▶ _Task list_
A) Decide whether each statement agrees with the text on TPF grants, answering yes or no and quoting the words of the text that settle it: (i) The writer is the secretary for the TPF Grant Committee. (ii) The writer says most grants are for more money than the project is worth. (iii) Some people have already chosen not to apply for a grant.
B) In the text on TPF grants, by what number does the writer suggest multiplying many grants to get an idea of their real worth?
C) From the text on TPF grants, reproduce the part that opens with the words containing "While these ideas" and closes with "give an example.".

▶ _Text_
-- begin --
While these ideas sound nice, we need implementation details. The one thing that many folks fail to appreciate is how incredibly difficult it is to get things done with volunteer labor and a shortage of such labor, at that. Good ideas are often scrapped as impractical. Let me give an example.

I'm the secretary for the TPF Grant Committee. When I took over that role, one of my first priorities was to make the grant system a bit more accountable. Part of that was publishing regular updates to the TPF blog and ensuring that we were following our charter scrupulously. However, another process that needed to be changed was to not pay out all the grant money up front in hopes that the work would get done. Here's what would be nice:

Why was something so simple not adopted? Because frankly, most grants are for far less money than the actual project is worth and grantees would be mired in paperwork and endless discussion. Already we've had people decide not to go for a grant because it's not worth their time, so increasing the hassle of a grant makes the problem worse. In short, we have trouble paying people to get work done, much less getting enough from volunteer labor. (From what I've seen, as a rough rule of thumb you can multiply many grants by 4 or 5 to get an idea of what they are really worth -- people need to pay mortgages/rent and they're not getting rich off what we can afford to pay).
-- end --
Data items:
-- begin --
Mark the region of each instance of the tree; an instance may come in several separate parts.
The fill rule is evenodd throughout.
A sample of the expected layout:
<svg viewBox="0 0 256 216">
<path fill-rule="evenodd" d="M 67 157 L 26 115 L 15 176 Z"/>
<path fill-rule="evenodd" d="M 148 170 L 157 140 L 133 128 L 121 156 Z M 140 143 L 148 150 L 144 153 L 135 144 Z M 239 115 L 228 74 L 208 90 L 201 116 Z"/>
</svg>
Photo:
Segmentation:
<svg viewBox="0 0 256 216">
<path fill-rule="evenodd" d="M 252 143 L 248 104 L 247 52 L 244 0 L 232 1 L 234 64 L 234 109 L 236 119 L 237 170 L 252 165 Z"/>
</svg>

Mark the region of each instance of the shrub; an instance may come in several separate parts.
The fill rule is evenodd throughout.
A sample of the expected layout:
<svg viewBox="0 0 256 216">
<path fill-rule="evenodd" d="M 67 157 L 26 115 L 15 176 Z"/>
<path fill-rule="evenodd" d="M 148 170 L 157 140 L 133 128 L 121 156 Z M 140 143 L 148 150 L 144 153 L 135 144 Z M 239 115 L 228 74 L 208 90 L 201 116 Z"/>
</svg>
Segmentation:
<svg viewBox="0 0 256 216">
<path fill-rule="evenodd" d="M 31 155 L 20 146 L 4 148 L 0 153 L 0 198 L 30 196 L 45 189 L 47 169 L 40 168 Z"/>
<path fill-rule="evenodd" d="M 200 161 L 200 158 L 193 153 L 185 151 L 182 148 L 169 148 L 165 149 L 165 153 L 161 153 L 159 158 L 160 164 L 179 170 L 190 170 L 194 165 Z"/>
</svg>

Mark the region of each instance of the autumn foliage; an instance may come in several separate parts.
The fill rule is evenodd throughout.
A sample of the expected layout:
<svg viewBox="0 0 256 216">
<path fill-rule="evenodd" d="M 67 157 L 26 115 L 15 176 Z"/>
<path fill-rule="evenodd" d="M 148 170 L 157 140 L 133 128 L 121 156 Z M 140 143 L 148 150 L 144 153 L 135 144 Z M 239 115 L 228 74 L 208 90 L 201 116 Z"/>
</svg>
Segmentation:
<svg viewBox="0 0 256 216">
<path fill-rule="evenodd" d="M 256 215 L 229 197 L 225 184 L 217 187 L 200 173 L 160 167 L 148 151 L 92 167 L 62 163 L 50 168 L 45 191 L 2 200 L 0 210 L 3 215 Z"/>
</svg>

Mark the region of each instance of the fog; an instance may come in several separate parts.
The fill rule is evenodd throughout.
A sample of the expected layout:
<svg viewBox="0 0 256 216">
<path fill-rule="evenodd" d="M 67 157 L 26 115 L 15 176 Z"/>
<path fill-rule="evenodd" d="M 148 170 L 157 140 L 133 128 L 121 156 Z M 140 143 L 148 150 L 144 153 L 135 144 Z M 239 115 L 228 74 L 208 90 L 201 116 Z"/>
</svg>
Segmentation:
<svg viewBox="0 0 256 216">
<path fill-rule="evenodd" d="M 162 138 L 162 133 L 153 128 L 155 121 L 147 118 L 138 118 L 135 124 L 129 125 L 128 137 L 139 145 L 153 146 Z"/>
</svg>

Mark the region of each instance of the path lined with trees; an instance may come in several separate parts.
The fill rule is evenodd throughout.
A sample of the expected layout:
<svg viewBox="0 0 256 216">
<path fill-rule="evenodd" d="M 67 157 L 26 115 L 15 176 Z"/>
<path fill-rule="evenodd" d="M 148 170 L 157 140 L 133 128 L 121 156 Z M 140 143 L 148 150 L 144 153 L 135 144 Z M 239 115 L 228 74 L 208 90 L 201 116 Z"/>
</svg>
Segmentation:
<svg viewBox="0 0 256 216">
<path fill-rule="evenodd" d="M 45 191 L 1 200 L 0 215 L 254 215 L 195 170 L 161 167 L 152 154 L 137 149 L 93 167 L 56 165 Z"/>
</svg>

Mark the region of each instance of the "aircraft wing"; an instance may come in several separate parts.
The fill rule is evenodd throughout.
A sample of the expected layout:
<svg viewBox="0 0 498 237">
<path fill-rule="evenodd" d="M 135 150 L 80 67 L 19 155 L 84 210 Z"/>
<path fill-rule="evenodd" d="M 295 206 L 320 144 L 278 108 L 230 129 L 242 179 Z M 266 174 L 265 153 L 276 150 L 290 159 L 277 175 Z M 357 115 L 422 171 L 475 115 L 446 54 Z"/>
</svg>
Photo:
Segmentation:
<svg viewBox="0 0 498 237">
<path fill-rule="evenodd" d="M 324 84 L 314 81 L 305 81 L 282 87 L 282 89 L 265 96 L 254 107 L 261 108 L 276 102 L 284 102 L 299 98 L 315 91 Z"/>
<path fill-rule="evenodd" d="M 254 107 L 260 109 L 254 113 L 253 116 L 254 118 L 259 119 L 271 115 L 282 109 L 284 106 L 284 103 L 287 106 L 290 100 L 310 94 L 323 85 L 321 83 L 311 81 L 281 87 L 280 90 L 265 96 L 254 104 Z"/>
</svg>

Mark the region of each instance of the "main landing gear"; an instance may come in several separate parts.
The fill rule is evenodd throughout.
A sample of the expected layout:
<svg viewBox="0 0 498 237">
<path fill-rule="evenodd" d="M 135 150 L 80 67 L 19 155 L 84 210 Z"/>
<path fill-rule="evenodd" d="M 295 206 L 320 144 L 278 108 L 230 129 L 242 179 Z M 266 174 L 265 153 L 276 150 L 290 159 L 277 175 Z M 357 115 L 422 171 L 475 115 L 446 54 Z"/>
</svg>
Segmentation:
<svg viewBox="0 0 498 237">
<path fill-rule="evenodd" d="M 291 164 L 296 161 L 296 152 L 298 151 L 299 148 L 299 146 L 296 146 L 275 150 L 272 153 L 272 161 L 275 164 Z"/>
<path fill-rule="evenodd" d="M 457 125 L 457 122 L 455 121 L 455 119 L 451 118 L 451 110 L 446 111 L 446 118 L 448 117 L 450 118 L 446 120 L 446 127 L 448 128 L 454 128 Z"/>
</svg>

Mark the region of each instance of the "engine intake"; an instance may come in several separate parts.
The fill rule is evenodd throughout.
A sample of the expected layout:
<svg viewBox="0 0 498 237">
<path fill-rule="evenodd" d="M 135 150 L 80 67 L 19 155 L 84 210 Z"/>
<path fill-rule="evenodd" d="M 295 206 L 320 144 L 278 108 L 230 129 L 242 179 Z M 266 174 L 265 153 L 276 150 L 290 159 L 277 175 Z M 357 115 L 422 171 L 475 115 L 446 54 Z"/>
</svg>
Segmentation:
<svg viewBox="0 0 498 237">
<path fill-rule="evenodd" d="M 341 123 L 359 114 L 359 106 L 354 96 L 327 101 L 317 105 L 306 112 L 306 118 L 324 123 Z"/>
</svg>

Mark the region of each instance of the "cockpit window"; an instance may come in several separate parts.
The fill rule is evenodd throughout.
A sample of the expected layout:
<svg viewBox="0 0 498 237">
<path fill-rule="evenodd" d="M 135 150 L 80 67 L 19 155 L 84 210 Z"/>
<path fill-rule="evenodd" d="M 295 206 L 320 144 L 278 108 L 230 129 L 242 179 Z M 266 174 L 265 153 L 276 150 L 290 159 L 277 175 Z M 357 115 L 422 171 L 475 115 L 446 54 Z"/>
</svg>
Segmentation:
-- end --
▶ _Full answers_
A)
(i) Yes: "I'm the secretary for the TPF Grant Committee."
(ii) No: "most grants are for far less money than the actual project is worth"
(iii) Yes: "Already we've had people decide not to go for a grant because it's not worth their time"

B) By 4 or 5.

C)
While these ideas sound nice, we need implementation details. The one thing that many folks fail to appreciate is how incredibly difficult it is to get things done with volunteer labor and a shortage of such labor, at that. Good ideas are often scrapped as impractical. Let me give an example.